## START DATA SECTION
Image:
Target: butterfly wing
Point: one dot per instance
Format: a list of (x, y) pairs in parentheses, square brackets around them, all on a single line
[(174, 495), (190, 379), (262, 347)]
## END DATA SECTION
▶ EXERCISE REQUIREMENTS
Reproduce the listing above line for line, without altering any character.

▶ FULL RESPONSE
Image:
Target: butterfly wing
Point: one dot per instance
Format: a list of (x, y) pairs in parentheses, square brackets around them, all on a single line
[(174, 495), (190, 379), (262, 347)]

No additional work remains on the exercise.